* _ACTIONS TO TAKE_:
a) In the ugali text, please swap "vegetable stew" for "bean stew" and write out the passage from "Ugali is relatively" up to and including "Sub Saharan Africa.".
b) According to the ugali text, what is the dish called in Kikuyu?

* _TEXT PROVIDED_:
Ugali is a Kirundi word for an East African dish (also sometimes called sima, sembe, or posho) which is a cornmeal product and a staple starch component of many African meals, especially in Southern and East Africa. It is commonly made from maize flour and water, and varies in consistency from porridge to a dough-like substance. When ugali is made from another starch, it is usually given a specific regional name.

The traditional method of eating ugali (and the most common in the rural areas) is to roll a lump into a ball, and then dip it into a sauce or stew of vegetables and/or meat. Making a depression with the thumb allows the ugali to be used to scoop, and to wrap around pieces of meat to pick them up in the same way that flat bread is used in other cultures. Ugali should be eaten by hand, with some sort of meat and soup.

Ugali is relatively inexpensive and is thus easily accessible to the poor who usually combine it with a vegetable stew (e.g. sukuma wiki in Kenya) or meat stews and makes a filling meal. Ugali is easy to make and the flour can last for considerable time in average conditions. Maize from which the flour is obtained is hardy and will grow reliably in dry seasons. For these reasons, ugali is an important part of the diet of millions of people of Sub Saharan Africa.

In Kenya it is known as ugali in Kiswahili and Kimyet in Kalenjin Other Names include ngima in Kikuyu, kuon in Luo. Vuchima in Luyha and in the Kisii language (Ekegusii)it is called Obokima. In Tanzania, It is known as Ugali. In Uganda, ugali has several regional names including "posho".

* _DATASET CONTENT_:
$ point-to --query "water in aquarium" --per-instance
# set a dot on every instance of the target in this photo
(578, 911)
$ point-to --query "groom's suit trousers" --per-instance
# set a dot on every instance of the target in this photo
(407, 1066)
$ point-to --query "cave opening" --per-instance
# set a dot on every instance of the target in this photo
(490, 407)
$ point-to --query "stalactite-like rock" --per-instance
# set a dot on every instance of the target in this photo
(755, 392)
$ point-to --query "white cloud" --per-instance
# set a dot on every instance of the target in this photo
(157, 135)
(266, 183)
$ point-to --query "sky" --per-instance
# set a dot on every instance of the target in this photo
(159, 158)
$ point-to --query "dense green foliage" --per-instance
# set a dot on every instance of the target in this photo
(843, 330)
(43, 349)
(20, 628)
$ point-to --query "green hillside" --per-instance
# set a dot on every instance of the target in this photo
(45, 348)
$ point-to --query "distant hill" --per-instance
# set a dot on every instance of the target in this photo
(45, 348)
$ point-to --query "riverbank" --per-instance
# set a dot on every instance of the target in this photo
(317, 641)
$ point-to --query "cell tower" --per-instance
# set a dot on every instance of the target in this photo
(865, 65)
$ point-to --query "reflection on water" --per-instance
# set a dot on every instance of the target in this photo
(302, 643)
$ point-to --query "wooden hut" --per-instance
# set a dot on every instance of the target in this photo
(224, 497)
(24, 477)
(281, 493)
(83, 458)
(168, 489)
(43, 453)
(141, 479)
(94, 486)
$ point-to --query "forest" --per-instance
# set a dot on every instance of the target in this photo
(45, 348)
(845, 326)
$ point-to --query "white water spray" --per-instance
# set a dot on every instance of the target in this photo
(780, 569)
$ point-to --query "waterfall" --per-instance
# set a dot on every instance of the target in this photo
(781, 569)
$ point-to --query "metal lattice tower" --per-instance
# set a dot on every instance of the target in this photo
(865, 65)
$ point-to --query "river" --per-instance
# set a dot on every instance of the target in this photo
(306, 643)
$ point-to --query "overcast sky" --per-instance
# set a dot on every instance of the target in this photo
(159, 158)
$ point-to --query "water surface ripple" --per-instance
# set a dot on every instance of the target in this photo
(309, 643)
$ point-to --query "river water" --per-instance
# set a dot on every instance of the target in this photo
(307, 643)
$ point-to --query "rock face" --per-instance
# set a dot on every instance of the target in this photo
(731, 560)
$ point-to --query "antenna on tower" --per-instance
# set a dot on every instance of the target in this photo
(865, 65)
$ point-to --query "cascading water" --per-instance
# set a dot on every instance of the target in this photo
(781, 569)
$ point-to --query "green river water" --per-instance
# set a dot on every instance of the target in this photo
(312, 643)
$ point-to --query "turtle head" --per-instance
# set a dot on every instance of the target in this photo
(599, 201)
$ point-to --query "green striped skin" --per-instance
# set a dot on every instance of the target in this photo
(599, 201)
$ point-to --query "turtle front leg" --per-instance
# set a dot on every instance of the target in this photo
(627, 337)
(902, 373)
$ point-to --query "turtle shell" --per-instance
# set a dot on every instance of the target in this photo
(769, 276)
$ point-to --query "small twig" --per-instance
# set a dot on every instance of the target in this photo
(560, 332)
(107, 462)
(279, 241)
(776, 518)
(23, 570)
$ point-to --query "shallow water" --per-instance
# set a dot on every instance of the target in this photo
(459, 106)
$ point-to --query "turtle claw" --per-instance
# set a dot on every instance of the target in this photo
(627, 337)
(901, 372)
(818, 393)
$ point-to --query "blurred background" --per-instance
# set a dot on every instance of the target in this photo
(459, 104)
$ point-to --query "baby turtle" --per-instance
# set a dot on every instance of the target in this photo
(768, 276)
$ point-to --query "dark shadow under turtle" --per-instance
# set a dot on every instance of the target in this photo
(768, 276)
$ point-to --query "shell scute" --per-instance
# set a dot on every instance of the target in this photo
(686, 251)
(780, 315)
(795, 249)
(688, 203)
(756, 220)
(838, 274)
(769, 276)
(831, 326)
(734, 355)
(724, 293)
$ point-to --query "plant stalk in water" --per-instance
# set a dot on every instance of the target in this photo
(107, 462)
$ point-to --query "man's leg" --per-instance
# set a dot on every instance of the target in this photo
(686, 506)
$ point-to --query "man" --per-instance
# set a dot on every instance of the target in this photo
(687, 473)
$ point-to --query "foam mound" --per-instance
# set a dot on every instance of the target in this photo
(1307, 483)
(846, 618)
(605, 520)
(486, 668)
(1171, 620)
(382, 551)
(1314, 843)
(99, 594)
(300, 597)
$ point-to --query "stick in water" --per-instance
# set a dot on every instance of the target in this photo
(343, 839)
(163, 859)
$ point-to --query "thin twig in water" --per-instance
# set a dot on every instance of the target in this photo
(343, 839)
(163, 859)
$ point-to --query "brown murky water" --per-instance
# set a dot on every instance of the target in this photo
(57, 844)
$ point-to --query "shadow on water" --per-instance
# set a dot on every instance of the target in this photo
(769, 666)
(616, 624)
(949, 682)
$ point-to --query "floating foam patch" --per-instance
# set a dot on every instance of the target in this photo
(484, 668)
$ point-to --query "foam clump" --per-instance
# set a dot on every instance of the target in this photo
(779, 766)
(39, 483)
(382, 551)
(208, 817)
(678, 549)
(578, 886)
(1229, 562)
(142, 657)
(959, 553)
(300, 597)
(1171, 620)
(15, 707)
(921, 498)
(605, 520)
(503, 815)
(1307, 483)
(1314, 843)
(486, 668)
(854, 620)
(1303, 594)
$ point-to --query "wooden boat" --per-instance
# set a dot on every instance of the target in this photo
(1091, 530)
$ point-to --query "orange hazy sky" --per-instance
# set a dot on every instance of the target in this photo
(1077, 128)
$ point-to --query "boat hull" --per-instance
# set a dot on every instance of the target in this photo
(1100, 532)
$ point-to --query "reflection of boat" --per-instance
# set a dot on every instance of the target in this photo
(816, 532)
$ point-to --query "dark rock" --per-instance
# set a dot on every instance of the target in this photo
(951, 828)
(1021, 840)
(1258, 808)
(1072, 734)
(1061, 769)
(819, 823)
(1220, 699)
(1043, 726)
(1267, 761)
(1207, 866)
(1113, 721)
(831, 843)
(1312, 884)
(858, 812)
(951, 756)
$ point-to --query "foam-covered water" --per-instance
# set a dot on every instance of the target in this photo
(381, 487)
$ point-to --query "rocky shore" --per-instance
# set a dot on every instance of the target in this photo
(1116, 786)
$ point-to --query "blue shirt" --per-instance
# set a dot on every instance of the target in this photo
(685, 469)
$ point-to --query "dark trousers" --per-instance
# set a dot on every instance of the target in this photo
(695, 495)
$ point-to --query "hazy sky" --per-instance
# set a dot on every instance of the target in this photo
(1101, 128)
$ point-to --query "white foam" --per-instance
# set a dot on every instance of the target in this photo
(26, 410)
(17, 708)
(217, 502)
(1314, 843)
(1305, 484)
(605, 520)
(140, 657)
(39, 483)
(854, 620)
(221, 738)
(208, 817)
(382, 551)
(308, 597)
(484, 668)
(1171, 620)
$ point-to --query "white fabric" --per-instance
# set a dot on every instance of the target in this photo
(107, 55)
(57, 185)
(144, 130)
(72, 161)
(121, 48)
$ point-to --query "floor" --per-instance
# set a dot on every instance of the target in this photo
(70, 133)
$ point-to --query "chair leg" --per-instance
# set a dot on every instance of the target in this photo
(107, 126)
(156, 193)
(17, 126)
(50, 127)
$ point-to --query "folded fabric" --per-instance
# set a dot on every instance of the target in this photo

* _RESULTS_:
a)
Ugali is relatively inexpensive and is thus easily accessible to the poor who usually combine it with a bean stew (e.g. sukuma wiki in Kenya) or meat stews and makes a filling meal. Ugali is easy to make and the flour can last for considerable time in average conditions. Maize from which the flour is obtained is hardy and will grow reliably in dry seasons. For these reasons, ugali is an important part of the diet of millions of people of Sub Saharan Africa.

b) It is called ngima.